◆ **Stated problem A**: List every mailing list address in the Cc field of the patch email below.

From: Pavel Tikhomirov <ptikhomirov@virtuozzo.com>
To: Christian Brauner <brauner@kernel.org>, Shuah Khan <shuah@kernel.org>
Cc: Kees Cook <kees@kernel.org>,
Andrew Morton <akpm@linux-foundation.org>,
David Hildenbrand <david@kernel.org>,
Ingo Molnar <mingo@redhat.com>,
Peter Zijlstra <peterz@infradead.org>,
Juri Lelli <juri.lelli@redhat.com>,
Vincent Guittot <vincent.guittot@linaro.org>,
Jan Kara <jack@suse.cz>, Oleg Nesterov <oleg@redhat.com>,
Aleksa Sarai <cyphar@cyphar.com>,
Andrei Vagin <avagin@google.com>, Kirill Tkhai <tkhai@ya.ru>,
Alexander Mikhalitsyn <alexander@mihalicyn.com>,
Adrian Reber <areber@redhat.com>,
Pavel Tikhomirov <ptikhomirov@virtuozzo.com>,
linux-kernel@vger.kernel.org, linux-mm@kvack.org,
linux-kselftest@vger.kernel.org
Subject: [PATCH v3 4/4] selftests: Add tests for creating pidns init via setns
Date: Tue, 24 Feb 2026 17:47:55 +0100 [thread overview]
Message-ID: <20260224164852.306583-5-ptikhomirov@virtuozzo.com> (raw)
In-Reply-To: <20260224164852.306583-1-ptikhomirov@virtuozzo.com>
First testcase "pidns_init_via_setns" checks that a process can become
Pid 1 (init) in a new Pid namespace created via unshare() and joined via
setns().
Second testcase "pidns_init_via_setns_set_tid" checks that during this
process we can use clone3() + set_tid and set the pid in both the new
and old pid namespaces (owned by different user namespaces).
Signed-off-by: Pavel Tikhomirov <ptikhomirov@virtuozzo.com>
---
.../selftests/pid_namespace/.gitignore | 1 +
.../testing/selftests/pid_namespace/Makefile | 2 +-
.../pid_namespace/pidns_init_via_setns.c | 238 ++++++++++++++++++
3 files changed, 240 insertions(+), 1 deletion(-)
create mode 100644 tools/testing/selftests/pid_namespace/pidns_init_via_setns.c
diff --git a/tools/testing/selftests/pid_namespace/.gitignore b/tools/testing/selftests/pid_namespace/.gitignore
index 5118f0f3edf4..c647c6eb3367 100644
--- a/tools/testing/selftests/pid_namespace/.gitignore
+++ b/tools/testing/selftests/pid_namespace/.gitignore
@@ -1,2 +1,3 @@
pid_max
+pidns_init_via_setns
regression_enomem
diff --git a/tools/testing/selftests/pid_namespace/Makefile b/tools/testing/selftests/pid_namespace/Makefile
index b972f55d07ae..b01a924ac04b 100644
--- a/tools/testing/selftests/pid_namespace/Makefile
+++ b/tools/testing/selftests/pid_namespace/Makefile
@@ -1,7 +1,7 @@
# SPDX-License-Identifier: GPL-2.0
CFLAGS += -g $(KHDR_INCLUDES)

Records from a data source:
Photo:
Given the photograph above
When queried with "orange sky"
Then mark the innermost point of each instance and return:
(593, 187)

...

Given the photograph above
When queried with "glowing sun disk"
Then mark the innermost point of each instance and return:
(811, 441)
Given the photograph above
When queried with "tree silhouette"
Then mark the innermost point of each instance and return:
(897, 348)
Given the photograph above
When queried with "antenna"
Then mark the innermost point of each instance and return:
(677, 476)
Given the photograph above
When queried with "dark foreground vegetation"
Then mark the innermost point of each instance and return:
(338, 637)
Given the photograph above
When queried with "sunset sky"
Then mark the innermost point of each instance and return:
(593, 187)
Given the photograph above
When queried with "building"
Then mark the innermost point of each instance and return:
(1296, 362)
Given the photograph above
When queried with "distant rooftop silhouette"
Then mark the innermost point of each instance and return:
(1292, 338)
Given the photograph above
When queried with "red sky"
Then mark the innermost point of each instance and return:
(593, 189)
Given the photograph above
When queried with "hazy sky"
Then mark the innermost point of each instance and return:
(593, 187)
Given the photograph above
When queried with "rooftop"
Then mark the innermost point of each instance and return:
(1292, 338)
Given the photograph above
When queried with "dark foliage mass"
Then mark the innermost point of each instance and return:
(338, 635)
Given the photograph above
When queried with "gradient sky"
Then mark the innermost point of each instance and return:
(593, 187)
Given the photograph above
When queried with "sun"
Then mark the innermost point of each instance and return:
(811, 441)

◆ **Stated problem B**: Count the lines of the records above that contain the string "silhouette", and reply with the number alone.

◆ **Result A**:
linux-kernel@vger.kernel.org
linux-mm@kvack.org
linux-kselftest@vger.kernel.org

◆ **Result B**: 2